Entries taken from a collection
:::
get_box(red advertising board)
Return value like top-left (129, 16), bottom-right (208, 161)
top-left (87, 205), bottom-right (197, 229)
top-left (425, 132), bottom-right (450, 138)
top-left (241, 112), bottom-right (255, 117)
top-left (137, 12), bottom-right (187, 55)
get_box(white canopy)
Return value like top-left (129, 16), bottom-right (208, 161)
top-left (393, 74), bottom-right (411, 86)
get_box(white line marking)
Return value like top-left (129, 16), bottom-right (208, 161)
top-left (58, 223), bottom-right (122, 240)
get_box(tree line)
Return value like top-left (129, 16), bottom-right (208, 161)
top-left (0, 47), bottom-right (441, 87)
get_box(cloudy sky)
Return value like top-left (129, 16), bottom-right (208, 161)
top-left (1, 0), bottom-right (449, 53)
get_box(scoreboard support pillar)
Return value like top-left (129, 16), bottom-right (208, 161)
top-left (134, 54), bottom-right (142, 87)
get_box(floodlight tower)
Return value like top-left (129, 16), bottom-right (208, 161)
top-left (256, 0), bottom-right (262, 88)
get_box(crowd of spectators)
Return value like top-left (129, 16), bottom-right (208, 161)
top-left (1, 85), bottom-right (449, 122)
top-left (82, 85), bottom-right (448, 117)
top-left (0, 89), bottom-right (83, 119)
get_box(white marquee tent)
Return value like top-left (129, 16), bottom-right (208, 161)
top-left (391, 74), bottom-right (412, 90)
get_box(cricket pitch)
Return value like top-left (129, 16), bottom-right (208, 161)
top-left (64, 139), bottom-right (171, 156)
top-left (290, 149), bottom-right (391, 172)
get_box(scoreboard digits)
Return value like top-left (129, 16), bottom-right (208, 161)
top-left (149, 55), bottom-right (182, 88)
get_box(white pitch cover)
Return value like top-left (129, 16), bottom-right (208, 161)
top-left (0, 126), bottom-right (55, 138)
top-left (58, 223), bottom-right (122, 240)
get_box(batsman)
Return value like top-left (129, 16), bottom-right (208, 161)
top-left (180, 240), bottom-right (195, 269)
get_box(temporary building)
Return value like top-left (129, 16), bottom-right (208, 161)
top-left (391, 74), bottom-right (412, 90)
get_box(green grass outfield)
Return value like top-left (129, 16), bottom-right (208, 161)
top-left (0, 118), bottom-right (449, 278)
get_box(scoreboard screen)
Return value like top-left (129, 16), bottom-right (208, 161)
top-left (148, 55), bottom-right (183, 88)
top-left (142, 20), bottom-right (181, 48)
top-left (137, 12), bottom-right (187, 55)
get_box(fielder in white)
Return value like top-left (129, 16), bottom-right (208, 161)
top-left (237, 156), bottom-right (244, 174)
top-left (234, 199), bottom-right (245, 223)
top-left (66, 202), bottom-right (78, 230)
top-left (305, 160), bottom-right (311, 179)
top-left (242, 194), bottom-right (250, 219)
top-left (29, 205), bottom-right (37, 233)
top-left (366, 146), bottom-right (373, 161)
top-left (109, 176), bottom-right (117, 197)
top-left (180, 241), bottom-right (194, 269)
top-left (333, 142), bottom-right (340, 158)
:::
**Task statement:**
Restate the entries above. Match them exactly.

**Task output:**
get_box(red advertising board)
Return value like top-left (129, 16), bottom-right (208, 161)
top-left (87, 205), bottom-right (197, 229)
top-left (425, 132), bottom-right (450, 138)
top-left (241, 112), bottom-right (255, 117)
top-left (137, 12), bottom-right (187, 55)
get_box(white canopy)
Return value like top-left (129, 16), bottom-right (208, 161)
top-left (393, 74), bottom-right (411, 86)
get_box(white line marking)
Return value like top-left (129, 16), bottom-right (208, 161)
top-left (58, 223), bottom-right (122, 240)
get_box(tree line)
Return value like top-left (129, 16), bottom-right (208, 161)
top-left (0, 47), bottom-right (441, 87)
get_box(cloudy sky)
Return value like top-left (129, 16), bottom-right (208, 161)
top-left (1, 0), bottom-right (449, 53)
get_box(scoreboard support pillar)
Return value like top-left (129, 16), bottom-right (208, 161)
top-left (134, 54), bottom-right (142, 87)
get_box(floodlight tower)
Return value like top-left (129, 16), bottom-right (208, 161)
top-left (256, 0), bottom-right (262, 88)
get_box(crowd of spectators)
Return value like top-left (129, 16), bottom-right (208, 161)
top-left (1, 85), bottom-right (449, 122)
top-left (82, 85), bottom-right (448, 117)
top-left (0, 89), bottom-right (83, 119)
get_box(white marquee tent)
Return value like top-left (129, 16), bottom-right (208, 161)
top-left (391, 74), bottom-right (412, 90)
get_box(cricket pitch)
Return value like top-left (129, 16), bottom-right (208, 161)
top-left (64, 139), bottom-right (171, 156)
top-left (290, 149), bottom-right (391, 172)
get_box(scoreboard digits)
Return value like top-left (129, 16), bottom-right (208, 161)
top-left (149, 55), bottom-right (182, 88)
get_box(white pitch cover)
Return value like top-left (129, 16), bottom-right (208, 161)
top-left (0, 126), bottom-right (55, 138)
top-left (58, 223), bottom-right (122, 240)
get_box(batsman)
Return value like top-left (129, 16), bottom-right (208, 161)
top-left (180, 240), bottom-right (195, 269)
get_box(temporary building)
Return value like top-left (129, 16), bottom-right (208, 161)
top-left (391, 74), bottom-right (412, 90)
get_box(green grass outfield)
Return value like top-left (129, 16), bottom-right (208, 161)
top-left (0, 118), bottom-right (449, 278)
get_box(scoreboard screen)
Return value like top-left (129, 16), bottom-right (208, 161)
top-left (148, 55), bottom-right (183, 88)
top-left (142, 20), bottom-right (181, 48)
top-left (137, 12), bottom-right (187, 55)
get_box(fielder in white)
Return value like top-left (129, 16), bottom-right (208, 161)
top-left (237, 156), bottom-right (244, 174)
top-left (234, 199), bottom-right (245, 223)
top-left (66, 202), bottom-right (78, 230)
top-left (305, 160), bottom-right (311, 179)
top-left (242, 194), bottom-right (250, 219)
top-left (29, 205), bottom-right (37, 233)
top-left (366, 146), bottom-right (373, 161)
top-left (109, 176), bottom-right (117, 197)
top-left (180, 241), bottom-right (194, 269)
top-left (333, 142), bottom-right (340, 158)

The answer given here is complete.